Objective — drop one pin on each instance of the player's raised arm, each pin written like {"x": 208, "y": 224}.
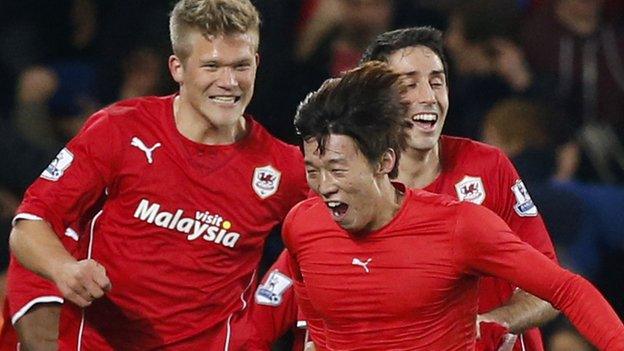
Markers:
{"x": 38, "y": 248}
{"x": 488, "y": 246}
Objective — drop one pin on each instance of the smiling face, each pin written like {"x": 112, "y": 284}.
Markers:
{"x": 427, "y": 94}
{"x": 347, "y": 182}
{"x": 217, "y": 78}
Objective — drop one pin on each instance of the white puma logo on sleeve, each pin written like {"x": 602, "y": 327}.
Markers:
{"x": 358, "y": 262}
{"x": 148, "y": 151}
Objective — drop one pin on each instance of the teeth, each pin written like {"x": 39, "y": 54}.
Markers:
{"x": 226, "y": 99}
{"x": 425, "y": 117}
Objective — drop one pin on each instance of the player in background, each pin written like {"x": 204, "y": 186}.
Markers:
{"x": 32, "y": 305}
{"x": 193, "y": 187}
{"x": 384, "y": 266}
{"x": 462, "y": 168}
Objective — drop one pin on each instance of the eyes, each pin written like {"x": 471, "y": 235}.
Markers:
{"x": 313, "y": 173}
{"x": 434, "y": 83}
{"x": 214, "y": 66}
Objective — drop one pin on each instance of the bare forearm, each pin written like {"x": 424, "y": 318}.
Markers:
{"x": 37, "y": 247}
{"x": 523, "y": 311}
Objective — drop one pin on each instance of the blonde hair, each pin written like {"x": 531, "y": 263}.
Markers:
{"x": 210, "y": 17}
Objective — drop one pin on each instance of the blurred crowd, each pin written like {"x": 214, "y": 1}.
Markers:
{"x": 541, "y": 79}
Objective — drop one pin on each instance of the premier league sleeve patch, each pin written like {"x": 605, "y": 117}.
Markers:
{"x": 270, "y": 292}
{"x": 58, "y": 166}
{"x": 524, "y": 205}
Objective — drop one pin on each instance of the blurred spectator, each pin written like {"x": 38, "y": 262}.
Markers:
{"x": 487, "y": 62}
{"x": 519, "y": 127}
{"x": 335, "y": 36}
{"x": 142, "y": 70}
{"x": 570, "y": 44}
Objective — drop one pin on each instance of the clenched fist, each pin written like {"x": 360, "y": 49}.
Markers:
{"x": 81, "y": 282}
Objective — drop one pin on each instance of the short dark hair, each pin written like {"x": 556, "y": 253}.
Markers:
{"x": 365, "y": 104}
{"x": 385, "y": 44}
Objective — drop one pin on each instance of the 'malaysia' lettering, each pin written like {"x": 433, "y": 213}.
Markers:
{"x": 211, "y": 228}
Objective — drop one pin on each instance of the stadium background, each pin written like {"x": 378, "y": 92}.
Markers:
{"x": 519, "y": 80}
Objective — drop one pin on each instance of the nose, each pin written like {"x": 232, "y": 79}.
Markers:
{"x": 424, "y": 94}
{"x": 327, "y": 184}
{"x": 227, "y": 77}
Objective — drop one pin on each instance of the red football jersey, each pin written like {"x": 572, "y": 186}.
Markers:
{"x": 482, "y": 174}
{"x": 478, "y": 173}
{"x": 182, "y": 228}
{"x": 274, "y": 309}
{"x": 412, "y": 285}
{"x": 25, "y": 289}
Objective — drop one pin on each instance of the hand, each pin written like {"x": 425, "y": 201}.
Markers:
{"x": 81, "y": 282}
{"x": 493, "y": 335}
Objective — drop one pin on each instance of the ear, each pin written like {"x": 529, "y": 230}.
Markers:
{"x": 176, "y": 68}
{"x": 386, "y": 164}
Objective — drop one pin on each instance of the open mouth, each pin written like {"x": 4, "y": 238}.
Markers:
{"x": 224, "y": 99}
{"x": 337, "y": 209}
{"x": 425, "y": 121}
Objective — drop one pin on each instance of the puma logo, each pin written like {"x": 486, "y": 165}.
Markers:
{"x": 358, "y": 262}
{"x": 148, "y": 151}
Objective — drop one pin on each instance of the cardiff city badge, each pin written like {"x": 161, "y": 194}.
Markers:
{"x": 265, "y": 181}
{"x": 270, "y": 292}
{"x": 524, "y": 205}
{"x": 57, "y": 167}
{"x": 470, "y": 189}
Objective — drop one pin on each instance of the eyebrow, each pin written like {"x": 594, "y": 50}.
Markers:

#####

▶ _Direction_:
Without including the pictures, return each record above exactly as it stands.

▶ _Exercise response_:
Objective — drop one pin on each instance of the player's raised arm, each pin written like {"x": 208, "y": 224}.
Markers:
{"x": 38, "y": 248}
{"x": 488, "y": 246}
Objective — drop one pin on each instance of the smiling face, each pin written like {"x": 112, "y": 284}.
Markers:
{"x": 427, "y": 94}
{"x": 347, "y": 182}
{"x": 217, "y": 78}
Objective — drop one pin on each instance of the white puma logo on sleeve, each pin written like {"x": 602, "y": 327}.
Markers:
{"x": 358, "y": 262}
{"x": 148, "y": 151}
Objective — drop one pin on each instance of the teeth, each pin written like {"x": 39, "y": 54}.
Markers:
{"x": 226, "y": 99}
{"x": 425, "y": 117}
Objective — drop one pin on each instance of the player in background, each pin written like {"x": 204, "y": 186}.
Markers:
{"x": 32, "y": 305}
{"x": 193, "y": 187}
{"x": 384, "y": 266}
{"x": 462, "y": 168}
Objective — drop one pin on each instance of the eyes, each pin written like {"x": 471, "y": 235}.
Markers:
{"x": 313, "y": 173}
{"x": 434, "y": 83}
{"x": 214, "y": 66}
Objective — drop one pin on each instance of the bare forearm, each pin written like {"x": 424, "y": 318}.
Markers:
{"x": 37, "y": 247}
{"x": 523, "y": 311}
Objective — drop one pin on each instance of the blonde hair, each pin written like {"x": 531, "y": 263}.
Markers:
{"x": 210, "y": 17}
Objective — drop one pin on each instance of the blurred crowd, each pin written like {"x": 214, "y": 1}.
Markers:
{"x": 541, "y": 79}
Objective — drop one pin on each instance of the premier league sleeve patch, each pin written like {"x": 605, "y": 117}.
Markers:
{"x": 270, "y": 292}
{"x": 58, "y": 166}
{"x": 524, "y": 205}
Objective — drop one pin on each instance of the blurred spectator, each pin written like {"x": 38, "y": 262}.
Markers:
{"x": 487, "y": 62}
{"x": 519, "y": 127}
{"x": 335, "y": 36}
{"x": 142, "y": 70}
{"x": 570, "y": 44}
Objective — drop one pin on each instance of the clenched fist, each pin written like {"x": 360, "y": 49}.
Markers:
{"x": 81, "y": 282}
Objective — drop one pin on each instance of the short dark hair, each pin written like {"x": 556, "y": 253}.
Markers:
{"x": 365, "y": 104}
{"x": 385, "y": 44}
Objective — drop one pin on each instance of the 'malaysia' lettering, each pin written like {"x": 433, "y": 213}.
Markers:
{"x": 211, "y": 228}
Objective — drop one pin on each instance of the stadium background, each pin written like {"x": 378, "y": 92}.
Markers:
{"x": 519, "y": 80}
Objective — drop one pin on each instance of the nose, each pin written like {"x": 232, "y": 79}.
Markers:
{"x": 424, "y": 94}
{"x": 327, "y": 184}
{"x": 227, "y": 77}
Objective — drop one pin on each instance of the red football jersey, each pin written like {"x": 572, "y": 186}.
Markers:
{"x": 482, "y": 174}
{"x": 478, "y": 173}
{"x": 182, "y": 228}
{"x": 274, "y": 309}
{"x": 412, "y": 285}
{"x": 25, "y": 289}
Objective — drop one pin on each instance of the hand, each pin written like {"x": 425, "y": 201}.
Markers:
{"x": 81, "y": 282}
{"x": 493, "y": 335}
Objective — drop one pin on each instance of the ear, each pin written like {"x": 529, "y": 230}.
Markers:
{"x": 176, "y": 68}
{"x": 386, "y": 164}
Objective — drop one pin on each instance of the open mouth, each pin written like {"x": 4, "y": 238}.
Markers:
{"x": 224, "y": 99}
{"x": 337, "y": 209}
{"x": 425, "y": 121}
Objective — drop one pin on each instance of the puma logo, each pin written like {"x": 486, "y": 165}.
Markers:
{"x": 358, "y": 262}
{"x": 148, "y": 151}
Objective — drop one pin on each instance of the cardiff city badge, each pin written like {"x": 161, "y": 194}.
Markers:
{"x": 265, "y": 181}
{"x": 270, "y": 292}
{"x": 524, "y": 205}
{"x": 57, "y": 167}
{"x": 470, "y": 189}
Objective — drop one pin on each instance of the eyebrow, each pin written like {"x": 594, "y": 50}.
Markers:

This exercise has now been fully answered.